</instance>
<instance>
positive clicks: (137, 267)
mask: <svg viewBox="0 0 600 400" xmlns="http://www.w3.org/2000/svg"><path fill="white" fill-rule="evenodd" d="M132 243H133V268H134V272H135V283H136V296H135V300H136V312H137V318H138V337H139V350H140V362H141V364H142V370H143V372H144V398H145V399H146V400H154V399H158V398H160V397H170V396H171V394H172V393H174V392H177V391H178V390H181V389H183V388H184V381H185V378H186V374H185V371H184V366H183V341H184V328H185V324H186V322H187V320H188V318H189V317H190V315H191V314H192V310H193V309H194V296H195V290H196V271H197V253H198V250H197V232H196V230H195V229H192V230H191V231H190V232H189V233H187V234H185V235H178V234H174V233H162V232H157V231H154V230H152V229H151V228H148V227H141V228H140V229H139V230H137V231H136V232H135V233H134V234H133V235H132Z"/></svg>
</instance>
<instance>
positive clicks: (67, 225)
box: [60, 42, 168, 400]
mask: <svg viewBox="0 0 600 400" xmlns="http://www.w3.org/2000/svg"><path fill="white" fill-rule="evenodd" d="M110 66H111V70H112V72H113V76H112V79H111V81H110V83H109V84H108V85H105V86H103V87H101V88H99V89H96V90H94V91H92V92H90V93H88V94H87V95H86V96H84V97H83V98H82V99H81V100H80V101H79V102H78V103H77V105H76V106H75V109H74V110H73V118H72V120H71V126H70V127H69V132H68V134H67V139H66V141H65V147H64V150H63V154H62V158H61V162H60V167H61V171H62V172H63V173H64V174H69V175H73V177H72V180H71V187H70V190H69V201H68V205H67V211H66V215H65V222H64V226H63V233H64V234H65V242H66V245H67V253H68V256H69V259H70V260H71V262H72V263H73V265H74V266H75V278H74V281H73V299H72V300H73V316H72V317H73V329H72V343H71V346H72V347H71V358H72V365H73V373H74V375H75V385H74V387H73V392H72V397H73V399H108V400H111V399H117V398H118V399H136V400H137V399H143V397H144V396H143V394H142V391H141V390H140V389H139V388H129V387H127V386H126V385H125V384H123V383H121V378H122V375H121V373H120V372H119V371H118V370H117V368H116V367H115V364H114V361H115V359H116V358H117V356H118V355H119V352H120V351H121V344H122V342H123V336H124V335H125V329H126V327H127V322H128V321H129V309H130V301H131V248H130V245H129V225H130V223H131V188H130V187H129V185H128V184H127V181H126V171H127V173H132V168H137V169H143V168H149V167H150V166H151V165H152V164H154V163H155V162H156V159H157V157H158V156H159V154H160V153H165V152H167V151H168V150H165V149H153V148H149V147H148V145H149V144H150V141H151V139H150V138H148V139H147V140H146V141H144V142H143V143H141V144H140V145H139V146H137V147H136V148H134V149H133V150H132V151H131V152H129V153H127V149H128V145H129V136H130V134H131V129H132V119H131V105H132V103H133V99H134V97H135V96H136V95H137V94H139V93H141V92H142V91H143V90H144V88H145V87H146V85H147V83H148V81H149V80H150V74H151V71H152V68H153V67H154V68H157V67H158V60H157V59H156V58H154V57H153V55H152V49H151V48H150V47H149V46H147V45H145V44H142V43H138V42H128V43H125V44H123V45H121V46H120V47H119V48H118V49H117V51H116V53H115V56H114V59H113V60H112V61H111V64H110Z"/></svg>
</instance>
++++++++++
_Assignment_: From the first line to the last, reproduce the data above exactly.

_The completed task_:
</instance>
<instance>
positive clicks: (137, 267)
mask: <svg viewBox="0 0 600 400" xmlns="http://www.w3.org/2000/svg"><path fill="white" fill-rule="evenodd" d="M132 243H133V268H134V272H135V283H136V296H135V300H136V312H137V318H138V337H139V350H140V362H141V364H142V370H143V372H144V398H145V399H146V400H154V399H158V398H160V397H170V396H171V394H172V393H174V392H177V391H178V390H181V389H183V388H184V381H185V378H186V374H185V371H184V366H183V341H184V328H185V324H186V322H187V320H188V318H189V317H190V315H191V314H192V310H193V309H194V296H195V290H196V271H197V253H198V250H197V232H196V230H195V229H192V230H191V231H190V232H189V233H187V234H185V235H178V234H174V233H162V232H157V231H154V230H152V229H151V228H148V227H141V228H140V229H139V230H137V231H136V232H135V233H134V234H133V235H132Z"/></svg>
</instance>
<instance>
positive clicks: (67, 225)
box: [60, 42, 168, 400]
mask: <svg viewBox="0 0 600 400" xmlns="http://www.w3.org/2000/svg"><path fill="white" fill-rule="evenodd" d="M110 66H111V70H112V72H113V76H112V79H111V81H110V83H109V84H108V85H105V86H103V87H101V88H99V89H96V90H94V91H92V92H90V93H88V94H87V95H86V96H84V97H83V98H82V99H81V100H80V101H79V102H78V103H77V105H76V106H75V109H74V110H73V118H72V120H71V126H70V127H69V132H68V134H67V139H66V141H65V147H64V150H63V154H62V158H61V162H60V167H61V171H62V172H63V173H64V174H69V175H73V177H72V180H71V187H70V190H69V201H68V205H67V211H66V215H65V222H64V226H63V233H64V234H65V242H66V245H67V253H68V256H69V259H70V260H71V262H72V263H73V265H74V266H75V278H74V281H73V299H72V300H73V316H72V317H73V329H72V343H71V346H72V347H71V358H72V365H73V373H74V375H75V385H74V387H73V392H72V397H73V399H108V400H111V399H117V398H118V399H136V400H137V399H143V397H144V396H143V394H142V391H141V390H140V389H139V388H129V387H127V386H126V385H125V384H123V383H121V378H122V375H121V373H120V372H119V371H118V370H117V368H116V367H115V364H114V361H115V359H116V358H117V356H118V355H119V352H120V351H121V344H122V342H123V336H124V335H125V329H126V327H127V322H128V321H129V309H130V301H131V248H130V245H129V225H130V223H131V188H130V187H129V185H128V184H127V181H126V171H127V173H132V168H137V169H143V168H149V167H150V166H151V165H152V164H154V163H155V162H156V159H157V157H158V156H159V154H160V153H165V152H167V151H168V150H165V149H153V148H149V147H148V145H149V144H150V141H151V139H150V138H148V139H147V140H146V141H144V142H143V143H141V144H140V145H139V146H137V147H136V148H134V149H133V150H132V151H131V152H129V153H127V149H128V145H129V136H130V134H131V129H132V119H131V105H132V103H133V99H134V97H135V96H136V95H137V94H139V93H141V92H142V91H143V90H144V88H145V87H146V85H147V83H148V81H149V80H150V74H151V71H152V68H153V67H154V68H157V67H158V60H157V59H156V58H154V57H153V55H152V49H151V48H150V47H149V46H147V45H145V44H142V43H138V42H128V43H125V44H123V45H121V46H120V47H119V48H118V49H117V51H116V53H115V56H114V59H113V60H112V61H111V64H110Z"/></svg>
</instance>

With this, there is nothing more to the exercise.